**SOURCE DOCUMENT:**
□ □ □ □

My wife and I had a good discussion about a year ago, aiming to retire around 60-62 (me) and her that same calendar year, so we can travel around the world while still relatively young. We may not be Mr. & Mrs. Moneybags by then, but with our retirement plans (401Ks, and my TSP savings, and her public service pension), we ought to be able to afford a bratwurst dinner in Berlin once or twice.
So, our planning is based on what we want to do. We expect to live into our 90s, so we’ll budget travel accordingly, but our retirement dates are pegged to the goal of reasonably enjoying some well-earned worldwide travel–within our budget.
Tripler
I save a lot.
During my first career as a Deputy Sheriff the county had a 25 and out plan. They changed it to the Rule of 75 plan, but because of my hire date I qualified to choose either. The pension was your highest average salary X 2.5% X years of service. So I retired at 47 with a pension that was higher than my base wage had I kept working. I would have been insane not too. I then accepted a full time position with a department I had been working part-time for. I am eligible for a pension with them in November of 2022. It depends on how a business I own is doing whether I will retire completely as a LEO.
My wife’s job involves talking to public sector employees about their retirement plans. Let’s just say that the smartest retirement decision any of us could make would be to go into a Time Machine, go back to the beginning of our careers, and work in the public sector.
My job required two separate licenses from the state. They needed to be renewed periodically One expired on 12.31.2020, the other expires 05.16.2021. I will be 68 in May. I had planned on renewing the first license and then retire in May.
Winter 2019/2020 was a hard one. One day I was driving my company minivan in about a foot of snow. It took me hours to get home. I decided that day that I would retire before winter 2020/2021.
Every October I go on a fishing trip with some friends. I decided on the third week in September, and my last day was 09.18.2020
No, I only did 13 years. The Marines helped me get my degree. I stayed in a couple more years but the time away from family was becoming a hardship. I was in field artillery, so we were away and out in the field a lot. The kids were 7, 5, and 3 then and so I decided to ‘go civilian’ and I never looked back. There are times I wished I did my 20, but for the most part I made the right decision for my family and me.

□ □ □ □

**MATERIAL SUPPLIED:**
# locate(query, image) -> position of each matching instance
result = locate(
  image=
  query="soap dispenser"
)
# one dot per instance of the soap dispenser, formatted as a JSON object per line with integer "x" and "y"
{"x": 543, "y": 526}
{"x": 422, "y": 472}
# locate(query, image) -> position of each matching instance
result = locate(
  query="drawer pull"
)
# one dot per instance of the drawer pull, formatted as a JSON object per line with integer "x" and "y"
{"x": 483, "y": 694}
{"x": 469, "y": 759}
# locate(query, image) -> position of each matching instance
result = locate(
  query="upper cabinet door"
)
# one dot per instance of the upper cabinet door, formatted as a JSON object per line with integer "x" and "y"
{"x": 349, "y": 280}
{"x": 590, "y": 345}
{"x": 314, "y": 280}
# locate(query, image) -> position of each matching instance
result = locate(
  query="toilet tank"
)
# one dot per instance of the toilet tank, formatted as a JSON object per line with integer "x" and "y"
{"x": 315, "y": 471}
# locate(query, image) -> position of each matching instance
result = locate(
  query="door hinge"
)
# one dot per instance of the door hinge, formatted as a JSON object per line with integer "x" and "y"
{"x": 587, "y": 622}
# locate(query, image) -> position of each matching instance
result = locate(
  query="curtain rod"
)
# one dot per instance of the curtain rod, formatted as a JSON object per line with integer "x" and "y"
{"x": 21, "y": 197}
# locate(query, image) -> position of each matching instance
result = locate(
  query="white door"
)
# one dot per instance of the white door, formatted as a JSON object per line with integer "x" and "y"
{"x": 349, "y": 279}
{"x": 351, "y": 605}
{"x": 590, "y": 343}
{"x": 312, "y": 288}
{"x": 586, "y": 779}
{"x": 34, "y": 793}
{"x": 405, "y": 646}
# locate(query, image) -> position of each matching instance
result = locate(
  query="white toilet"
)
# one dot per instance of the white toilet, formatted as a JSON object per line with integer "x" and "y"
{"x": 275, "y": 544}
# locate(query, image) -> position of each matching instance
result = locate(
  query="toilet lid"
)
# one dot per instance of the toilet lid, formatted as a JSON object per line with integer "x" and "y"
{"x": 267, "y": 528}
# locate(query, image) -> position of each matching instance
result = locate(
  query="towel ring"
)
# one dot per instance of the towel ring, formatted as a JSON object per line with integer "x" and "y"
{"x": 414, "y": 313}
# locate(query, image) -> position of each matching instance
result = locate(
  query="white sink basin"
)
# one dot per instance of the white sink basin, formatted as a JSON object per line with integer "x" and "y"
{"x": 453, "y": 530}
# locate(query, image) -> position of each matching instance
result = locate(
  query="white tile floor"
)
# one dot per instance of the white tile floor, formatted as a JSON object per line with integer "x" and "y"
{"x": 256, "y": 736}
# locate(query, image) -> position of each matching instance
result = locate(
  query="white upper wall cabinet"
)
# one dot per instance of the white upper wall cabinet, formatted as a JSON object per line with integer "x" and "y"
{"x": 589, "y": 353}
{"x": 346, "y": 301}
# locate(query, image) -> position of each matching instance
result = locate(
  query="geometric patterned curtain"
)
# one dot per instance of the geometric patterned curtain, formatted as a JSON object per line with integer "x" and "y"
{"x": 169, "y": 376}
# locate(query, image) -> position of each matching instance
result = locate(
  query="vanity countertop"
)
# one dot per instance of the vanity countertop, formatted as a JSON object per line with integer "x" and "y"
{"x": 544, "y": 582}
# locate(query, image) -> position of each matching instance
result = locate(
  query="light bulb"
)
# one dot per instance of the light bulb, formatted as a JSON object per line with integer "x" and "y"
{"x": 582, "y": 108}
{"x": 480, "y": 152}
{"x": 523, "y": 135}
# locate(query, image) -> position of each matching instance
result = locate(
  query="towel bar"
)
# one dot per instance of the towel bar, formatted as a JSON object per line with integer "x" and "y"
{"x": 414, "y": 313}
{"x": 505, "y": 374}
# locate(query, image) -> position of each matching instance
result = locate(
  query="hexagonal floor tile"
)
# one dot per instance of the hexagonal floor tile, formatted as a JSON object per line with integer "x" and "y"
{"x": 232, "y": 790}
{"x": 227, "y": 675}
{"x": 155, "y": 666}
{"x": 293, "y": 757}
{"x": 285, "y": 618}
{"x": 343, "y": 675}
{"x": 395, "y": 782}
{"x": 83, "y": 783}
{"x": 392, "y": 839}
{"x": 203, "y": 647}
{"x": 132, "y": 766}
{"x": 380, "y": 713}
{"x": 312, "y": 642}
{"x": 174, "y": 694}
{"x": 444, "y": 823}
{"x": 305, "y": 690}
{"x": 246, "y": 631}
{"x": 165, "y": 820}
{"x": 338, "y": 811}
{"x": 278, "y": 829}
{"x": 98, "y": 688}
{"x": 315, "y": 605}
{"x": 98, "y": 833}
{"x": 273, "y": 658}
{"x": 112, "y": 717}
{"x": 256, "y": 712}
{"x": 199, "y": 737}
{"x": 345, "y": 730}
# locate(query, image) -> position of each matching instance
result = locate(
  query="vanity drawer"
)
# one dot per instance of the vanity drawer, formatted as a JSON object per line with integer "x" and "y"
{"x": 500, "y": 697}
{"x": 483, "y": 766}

□ □ □ □

**WHAT TO DO:** Repeat the retirement discussion between "My wife and" and "save a lot.", inclusive, swapping "bratwurst" for "schnitzel".

**REPLY:**
My wife and I had a good discussion about a year ago, aiming to retire around 60-62 (me) and her that same calendar year, so we can travel around the world while still relatively young. We may not be Mr. & Mrs. Moneybags by then, but with our retirement plans (401Ks, and my TSP savings, and her public service pension), we ought to be able to afford a schnitzel dinner in Berlin once or twice.
So, our planning is based on what we want to do. We expect to live into our 90s, so we’ll budget travel accordingly, but our retirement dates are pegged to the goal of reasonably enjoying some well-earned worldwide travel–within our budget.
Tripler
I save a lot.